## START TEXT EXTRACT

How do I contact em, bro?


----------



## chevyguy97 (Sep 16, 2009)

I came up with this real quick, but i will work onit more tomorrow. Hit'n switches.


----------



## Tonioseven (Oct 19, 2008)

KingSw1$h said:


> How do I contact em, bro?


I'll try to find some email addresses for them.


----------



## KingSw1$h (Sep 25, 2012)

chevyguy97 said:


> I came up with this real quick, but i will work onit more tomorrow. Hit'n switches.


Brother, that is sick as hell. Thanks, man. I can't wait to see what else you can do with it.


----------



## KingSw1$h (Sep 25, 2012)

Tonioseven said:


> I'll try to find some email addresses for them.


Thanks, man. Hey, you remember if my house was pink when you lived over here? the one on the corner with the big feild behind it..


----------



## Tonioseven (Oct 19, 2008)

It's been a while since I've been through there. Lol. Is Hickorydale school still over there? I played little league in the fields behind that school, Dayton View little league.


----------



## KingSw1$h (Sep 25, 2012)

Tonioseven said:


> It's been a while since I've been through there. Lol. Is Hickorydale school still over there? I played little league in the fields behind that school, Dayton View little league.


We may be talkin about the same feilds but I dont know of any school close. I've only lived over here about 6 months.


----------



## pina's LRM replica (Mar 15, 2010)

just checkt out ur thread homie welcome to lil bro


----------



## chevyguy97 (Sep 16, 2009)

Here ya go, lowared a little on some D's and shaved the door handles.

## END TEXT EXTRACT
## START MATERIAL

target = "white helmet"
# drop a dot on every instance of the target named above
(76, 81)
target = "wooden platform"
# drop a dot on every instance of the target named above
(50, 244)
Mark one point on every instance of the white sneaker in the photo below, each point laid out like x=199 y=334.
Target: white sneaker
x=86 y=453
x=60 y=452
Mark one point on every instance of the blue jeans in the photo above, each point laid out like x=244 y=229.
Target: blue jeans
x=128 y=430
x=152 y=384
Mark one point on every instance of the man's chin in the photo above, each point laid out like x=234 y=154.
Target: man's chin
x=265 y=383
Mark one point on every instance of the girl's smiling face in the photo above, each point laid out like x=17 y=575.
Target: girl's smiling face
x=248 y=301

## END MATERIAL
## START MATERIAL

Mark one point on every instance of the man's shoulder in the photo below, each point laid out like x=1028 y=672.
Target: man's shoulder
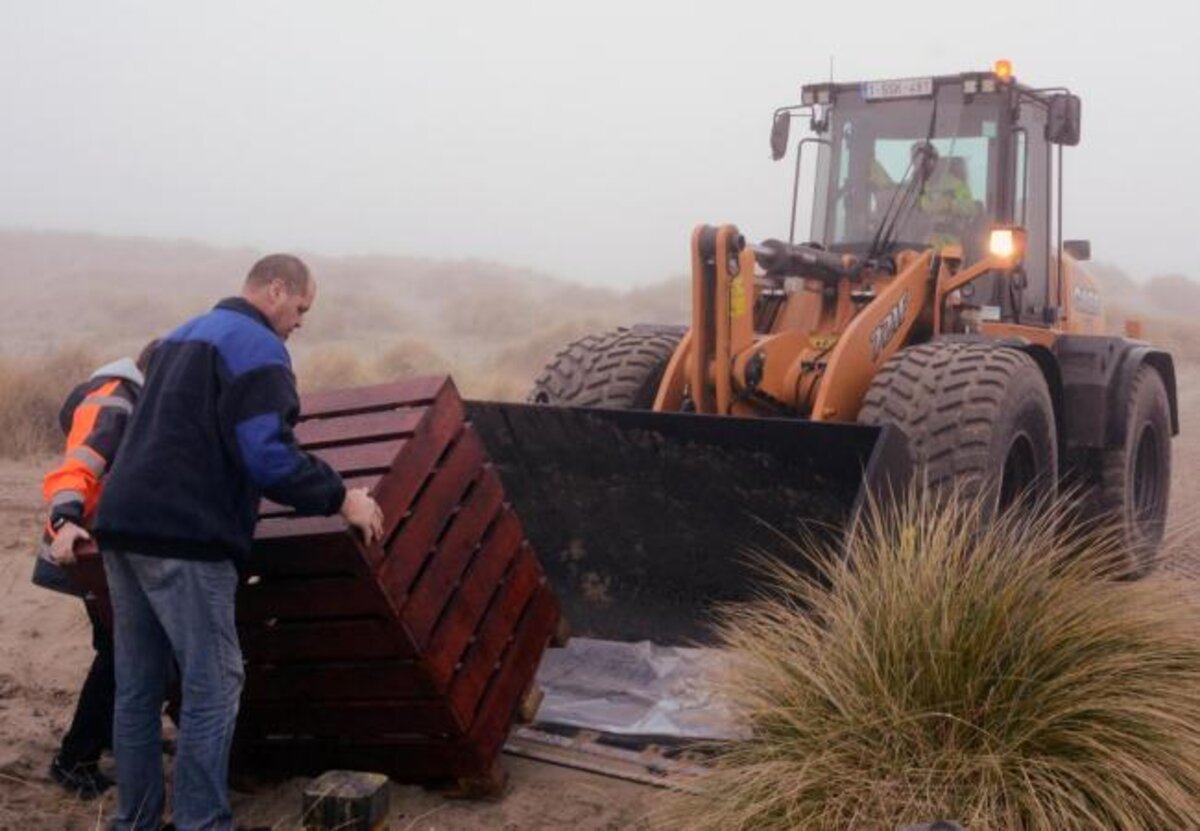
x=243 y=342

## END MATERIAL

▸ TO BE DONE
1. In the forum thread, which little league did Tonioseven say he played in?
2. Continue the forum thread after its last post.

▸ EXERCISE ANSWERS
1. Dayton View little league.

2.
----------



## chevyguy97 (Sep 16, 2009)

Here is just stock with some D's onit.


----------



## halfasskustoms (Jul 28, 2010)

Those are 15" D's right there.


----------



## KingSw1$h (Sep 25, 2012)

pina's LRM replica said:


> just checkt out ur thread homie welcome to lil bro


 Thanks, homie.


----------



## KingSw1$h (Sep 25, 2012)

Chevy, that look fukkin awesome. I got to learn to use that photoshop. I got a few ideas of how i'd like to see it. I tried using some photo editingf crap last night after see that sick lock-up you did. but still, no avail. You are hella good with the photoshop, my dude.


----------



## chevyguy97 (Sep 16, 2009)

Thanks homie, OK last one, this is alot of custom, chopped top, shaved emblems/door handels/locks, cutom bumpers, D's/slammed.


----------



## KingSw1$h (Sep 25, 2012)

Thats my new wall paper. Fukkin sick. You did everything I wanted except one variation that I dont even know is possible. You read my mind, man.


----------



## chevyguy97 (Sep 16, 2009)

Glad you like it. I have been messing around with photoshop for about 10 years. So just keep practicing and you will get good at it. Just take your time and pay attention to details.


----------



## KingSw1$h (Sep 25, 2012)

Is it even possible to lock up the rear and lower the front? As if I were about to hop it? I've been cropping and cutting and pasting my heart out all morning but i always end up hitting delete and starting over. Finally said fukk it cuz I just got fed up. I'm not too good with computers.


----------



## chevyguy97 (Sep 16, 2009)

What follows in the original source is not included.